Work order> Without pictures, return the lines from the one containing "the bridge ->" through the last line of the data below, exactly.

----

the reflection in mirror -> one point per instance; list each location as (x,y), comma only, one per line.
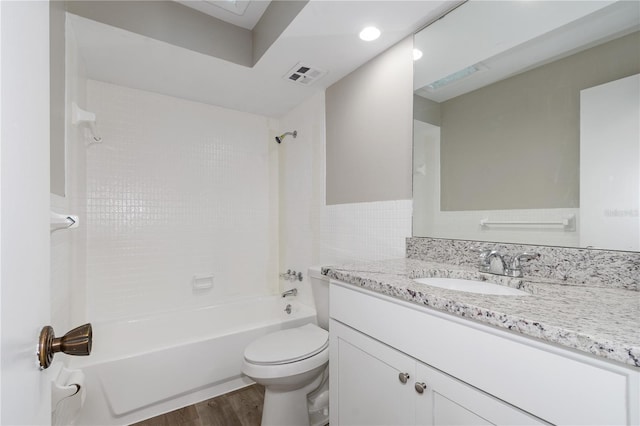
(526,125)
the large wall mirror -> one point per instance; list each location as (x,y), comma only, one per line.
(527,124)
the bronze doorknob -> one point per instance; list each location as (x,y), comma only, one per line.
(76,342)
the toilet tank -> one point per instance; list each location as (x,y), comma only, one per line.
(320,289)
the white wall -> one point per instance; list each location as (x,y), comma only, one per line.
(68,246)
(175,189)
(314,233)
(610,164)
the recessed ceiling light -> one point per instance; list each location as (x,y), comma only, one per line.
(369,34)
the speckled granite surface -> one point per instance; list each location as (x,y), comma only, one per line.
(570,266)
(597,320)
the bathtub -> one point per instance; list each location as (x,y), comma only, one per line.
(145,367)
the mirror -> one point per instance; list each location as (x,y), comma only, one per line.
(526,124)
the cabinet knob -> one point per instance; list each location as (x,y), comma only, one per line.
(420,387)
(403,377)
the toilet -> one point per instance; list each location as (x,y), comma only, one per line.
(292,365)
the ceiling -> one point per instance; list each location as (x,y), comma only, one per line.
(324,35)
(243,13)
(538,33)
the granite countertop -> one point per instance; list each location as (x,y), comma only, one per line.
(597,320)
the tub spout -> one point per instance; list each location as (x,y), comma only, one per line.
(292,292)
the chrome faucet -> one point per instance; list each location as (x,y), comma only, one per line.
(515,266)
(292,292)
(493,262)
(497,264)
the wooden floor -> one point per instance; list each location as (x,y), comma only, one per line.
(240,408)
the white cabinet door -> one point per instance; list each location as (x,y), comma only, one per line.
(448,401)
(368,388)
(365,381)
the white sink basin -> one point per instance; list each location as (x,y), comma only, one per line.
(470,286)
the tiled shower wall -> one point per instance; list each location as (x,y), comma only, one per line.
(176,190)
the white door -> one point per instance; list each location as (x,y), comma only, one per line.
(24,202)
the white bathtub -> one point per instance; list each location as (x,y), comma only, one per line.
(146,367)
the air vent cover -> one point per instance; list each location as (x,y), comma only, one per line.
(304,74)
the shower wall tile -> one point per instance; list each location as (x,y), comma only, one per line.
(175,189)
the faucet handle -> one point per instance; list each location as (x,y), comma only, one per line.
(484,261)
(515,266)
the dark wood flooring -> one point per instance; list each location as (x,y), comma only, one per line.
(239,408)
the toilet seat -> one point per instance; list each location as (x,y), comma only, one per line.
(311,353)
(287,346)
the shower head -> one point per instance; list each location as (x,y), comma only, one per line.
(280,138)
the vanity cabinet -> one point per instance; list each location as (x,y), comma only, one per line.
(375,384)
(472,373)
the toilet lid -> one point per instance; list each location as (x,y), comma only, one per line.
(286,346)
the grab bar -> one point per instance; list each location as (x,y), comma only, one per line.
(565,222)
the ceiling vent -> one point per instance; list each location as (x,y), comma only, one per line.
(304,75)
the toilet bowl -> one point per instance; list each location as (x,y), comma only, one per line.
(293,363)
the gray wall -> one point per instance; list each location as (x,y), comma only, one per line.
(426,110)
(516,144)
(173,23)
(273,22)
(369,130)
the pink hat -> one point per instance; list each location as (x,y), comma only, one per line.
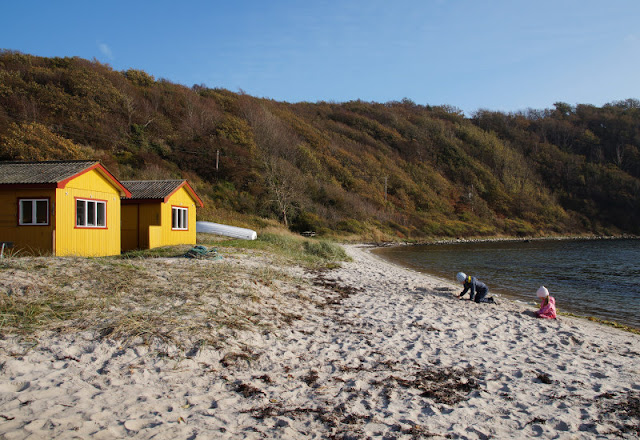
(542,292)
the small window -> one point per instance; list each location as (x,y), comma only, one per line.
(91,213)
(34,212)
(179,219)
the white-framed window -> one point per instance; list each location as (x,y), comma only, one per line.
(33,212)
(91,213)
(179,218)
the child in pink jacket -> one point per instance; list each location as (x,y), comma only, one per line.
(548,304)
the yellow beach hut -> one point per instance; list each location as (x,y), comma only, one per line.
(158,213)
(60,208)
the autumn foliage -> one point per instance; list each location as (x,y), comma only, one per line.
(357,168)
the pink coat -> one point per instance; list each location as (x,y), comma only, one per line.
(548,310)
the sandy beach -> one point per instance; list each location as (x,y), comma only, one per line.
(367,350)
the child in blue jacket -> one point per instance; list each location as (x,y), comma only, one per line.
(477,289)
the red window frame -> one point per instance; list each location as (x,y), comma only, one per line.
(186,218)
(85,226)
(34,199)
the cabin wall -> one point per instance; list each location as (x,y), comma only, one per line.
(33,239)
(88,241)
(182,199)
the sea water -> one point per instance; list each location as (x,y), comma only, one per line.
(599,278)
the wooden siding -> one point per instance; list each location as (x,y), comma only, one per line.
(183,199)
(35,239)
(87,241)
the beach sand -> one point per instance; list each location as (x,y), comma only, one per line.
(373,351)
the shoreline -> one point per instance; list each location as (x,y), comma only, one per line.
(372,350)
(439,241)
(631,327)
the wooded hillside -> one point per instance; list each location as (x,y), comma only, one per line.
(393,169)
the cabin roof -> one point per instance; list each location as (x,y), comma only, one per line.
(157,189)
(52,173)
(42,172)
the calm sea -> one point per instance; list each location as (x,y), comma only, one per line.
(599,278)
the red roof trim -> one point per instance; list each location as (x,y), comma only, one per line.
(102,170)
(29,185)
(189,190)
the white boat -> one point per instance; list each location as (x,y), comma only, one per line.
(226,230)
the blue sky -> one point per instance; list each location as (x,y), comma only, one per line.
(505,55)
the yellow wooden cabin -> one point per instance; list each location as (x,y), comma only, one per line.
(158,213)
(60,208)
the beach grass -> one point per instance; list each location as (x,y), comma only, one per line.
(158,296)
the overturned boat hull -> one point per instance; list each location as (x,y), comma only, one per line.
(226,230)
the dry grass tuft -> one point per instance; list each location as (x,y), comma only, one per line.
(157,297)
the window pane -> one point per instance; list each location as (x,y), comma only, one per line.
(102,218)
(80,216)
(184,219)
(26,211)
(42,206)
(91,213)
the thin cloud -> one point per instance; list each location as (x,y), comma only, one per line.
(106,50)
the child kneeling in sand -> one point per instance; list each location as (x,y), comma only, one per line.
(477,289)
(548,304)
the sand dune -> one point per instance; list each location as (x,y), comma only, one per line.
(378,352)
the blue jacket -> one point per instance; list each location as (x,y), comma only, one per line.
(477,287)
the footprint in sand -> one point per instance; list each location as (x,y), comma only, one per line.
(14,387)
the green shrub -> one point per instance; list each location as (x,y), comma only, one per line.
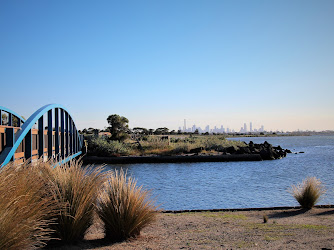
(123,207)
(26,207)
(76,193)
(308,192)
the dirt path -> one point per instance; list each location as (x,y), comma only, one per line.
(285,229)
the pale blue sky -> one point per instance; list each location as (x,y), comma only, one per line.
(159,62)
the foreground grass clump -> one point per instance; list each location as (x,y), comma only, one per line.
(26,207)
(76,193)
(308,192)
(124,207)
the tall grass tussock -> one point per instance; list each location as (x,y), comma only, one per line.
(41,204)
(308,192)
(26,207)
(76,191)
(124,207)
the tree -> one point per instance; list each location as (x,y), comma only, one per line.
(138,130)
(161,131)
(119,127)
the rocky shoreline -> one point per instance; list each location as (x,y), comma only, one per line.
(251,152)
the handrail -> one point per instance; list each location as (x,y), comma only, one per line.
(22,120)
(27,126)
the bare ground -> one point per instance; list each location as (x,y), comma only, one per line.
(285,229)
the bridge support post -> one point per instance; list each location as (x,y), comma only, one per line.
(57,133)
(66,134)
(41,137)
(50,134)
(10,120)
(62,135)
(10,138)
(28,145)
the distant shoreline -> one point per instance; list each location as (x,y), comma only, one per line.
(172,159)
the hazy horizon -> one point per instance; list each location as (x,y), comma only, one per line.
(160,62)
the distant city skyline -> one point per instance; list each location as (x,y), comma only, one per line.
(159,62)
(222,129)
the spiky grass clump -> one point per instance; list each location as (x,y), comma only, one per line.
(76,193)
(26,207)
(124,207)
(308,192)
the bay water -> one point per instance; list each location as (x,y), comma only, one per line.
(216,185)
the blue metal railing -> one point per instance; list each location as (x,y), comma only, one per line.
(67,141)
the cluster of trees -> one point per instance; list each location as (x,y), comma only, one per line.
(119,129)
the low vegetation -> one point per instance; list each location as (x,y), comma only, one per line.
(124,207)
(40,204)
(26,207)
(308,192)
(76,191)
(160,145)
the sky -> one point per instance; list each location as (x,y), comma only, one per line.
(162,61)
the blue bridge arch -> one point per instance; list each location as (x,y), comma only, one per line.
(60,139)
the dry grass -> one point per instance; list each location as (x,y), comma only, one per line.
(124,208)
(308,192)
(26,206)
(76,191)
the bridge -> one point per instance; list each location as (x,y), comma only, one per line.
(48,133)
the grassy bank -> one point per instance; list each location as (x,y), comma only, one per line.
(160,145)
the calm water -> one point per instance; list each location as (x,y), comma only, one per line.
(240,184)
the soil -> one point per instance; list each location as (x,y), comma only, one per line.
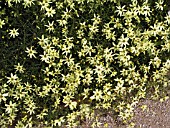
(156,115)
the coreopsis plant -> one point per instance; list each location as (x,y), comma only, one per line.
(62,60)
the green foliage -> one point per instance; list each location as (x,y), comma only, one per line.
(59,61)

----

Exercise result>
the bridge -> one point per instance; list each location as (x,y), comma only, one per line.
(48,133)
the grassy bank -> one point per instance; list each location as (x,y), comma only, one per line.
(160,145)
the calm water -> one point per instance; list each location as (x,y), comma only, one per line.
(240,184)
the soil -> one point per instance; list each location as (x,y), comma only, one per line.
(156,115)
the coreopsis plant -> one point per instance; list each location as (x,y), comma only, one per line.
(62,60)
the green foliage -> one point per instance; list each location as (x,y), comma only, one per line.
(59,61)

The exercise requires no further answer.